(Records contained in a dataset)
——

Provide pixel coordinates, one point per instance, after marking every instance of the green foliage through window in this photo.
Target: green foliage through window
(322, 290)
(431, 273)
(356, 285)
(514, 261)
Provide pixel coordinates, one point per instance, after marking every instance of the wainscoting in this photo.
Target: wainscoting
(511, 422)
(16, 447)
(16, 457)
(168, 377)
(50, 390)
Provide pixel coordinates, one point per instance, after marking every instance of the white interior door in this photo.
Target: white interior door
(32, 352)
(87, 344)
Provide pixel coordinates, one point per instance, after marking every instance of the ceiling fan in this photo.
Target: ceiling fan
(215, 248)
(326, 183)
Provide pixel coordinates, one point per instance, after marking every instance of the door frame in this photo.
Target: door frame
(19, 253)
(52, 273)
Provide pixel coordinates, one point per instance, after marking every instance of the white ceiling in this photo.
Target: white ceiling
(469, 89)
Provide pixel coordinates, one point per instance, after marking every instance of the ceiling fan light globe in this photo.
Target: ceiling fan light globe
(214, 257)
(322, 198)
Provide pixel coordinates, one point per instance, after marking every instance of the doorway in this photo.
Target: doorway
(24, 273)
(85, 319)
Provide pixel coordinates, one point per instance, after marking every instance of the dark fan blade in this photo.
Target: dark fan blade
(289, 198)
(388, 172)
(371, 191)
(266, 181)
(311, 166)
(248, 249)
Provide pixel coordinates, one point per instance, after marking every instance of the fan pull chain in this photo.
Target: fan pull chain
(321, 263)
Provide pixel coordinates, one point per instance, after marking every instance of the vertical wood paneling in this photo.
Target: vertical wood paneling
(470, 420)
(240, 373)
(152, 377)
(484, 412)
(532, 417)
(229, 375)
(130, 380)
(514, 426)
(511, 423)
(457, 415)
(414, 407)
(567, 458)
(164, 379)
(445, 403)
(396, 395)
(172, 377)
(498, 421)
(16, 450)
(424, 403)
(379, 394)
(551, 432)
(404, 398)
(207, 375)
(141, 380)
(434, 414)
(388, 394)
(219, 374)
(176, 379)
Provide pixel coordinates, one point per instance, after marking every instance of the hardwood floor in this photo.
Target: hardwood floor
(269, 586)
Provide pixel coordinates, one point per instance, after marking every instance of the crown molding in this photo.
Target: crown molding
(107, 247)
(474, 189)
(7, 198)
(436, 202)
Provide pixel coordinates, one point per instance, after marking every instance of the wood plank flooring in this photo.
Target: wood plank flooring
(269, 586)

——

# Prompt
Make an exact copy of every entry.

# Result for this exercise
Provide pixel coordinates, one point per instance, after marking every instance of the green foliage through window in this photo.
Target: green foliage through window
(322, 290)
(431, 273)
(356, 285)
(514, 261)
Provide pixel coordinates, one point per instance, after marking every instance of the wainscoting in this photo.
Target: wainscoting
(511, 422)
(16, 447)
(16, 457)
(168, 377)
(50, 390)
Provide pixel coordinates, one point per instance, after marking every instance of the white interior door in this photo.
Target: white interior door
(32, 352)
(87, 344)
Provide pixel coordinates, one point per instance, after marking every instance of the ceiling fan in this photo.
Target: ceiling fan
(215, 248)
(326, 183)
Provide pixel coordinates, one point per instance, after marking every instance of the door frame in this photo.
Target: door frame
(19, 253)
(52, 273)
Provide pixel coordinates, one point per instance, after marking every instance of the white ceiling in this photo.
Target: white ceiling
(469, 89)
Provide pixel coordinates, one point per instance, after marking every instance of the ceiling fan light globe in this photo.
Target: ceiling fan light globe
(214, 257)
(322, 198)
Provide pixel coordinates, one point per instance, after marking every instance of the doorway in this photo.
Target: doorway
(24, 273)
(85, 319)
Provide pixel coordinates, one point per instance, after marking every instance of the dark fan blade in this photo.
Target: dark fan blade
(289, 198)
(388, 172)
(371, 191)
(266, 181)
(311, 166)
(248, 249)
Provide pixel coordinates, one point per instance, after marking every instance of the fan pull chain in this photo.
Target: fan pull chain
(321, 263)
Provide pixel coordinates, one point per instance, after marking every instance of the vertical wood paneling in this photo.
Target: vertical wood paneling
(470, 420)
(240, 373)
(152, 377)
(484, 412)
(532, 417)
(229, 375)
(130, 380)
(514, 426)
(511, 423)
(457, 415)
(414, 407)
(567, 458)
(164, 379)
(445, 403)
(396, 395)
(172, 377)
(498, 421)
(16, 450)
(424, 403)
(379, 394)
(551, 432)
(404, 398)
(207, 375)
(141, 380)
(434, 414)
(388, 394)
(219, 374)
(176, 379)
Provide pixel coordinates, one point per instance, after marking every instance of the hardwood floor in this photo.
Target: hardwood floor
(269, 586)
Provide pixel coordinates, one point per instance, after marking every instance of the crown molding in this photo.
Target: crown molding
(107, 247)
(474, 189)
(7, 198)
(436, 202)
Provide pixel coordinates, one point per instance, after marking every instance of the wood plank flooring in this photo.
Target: wood plank flooring
(269, 586)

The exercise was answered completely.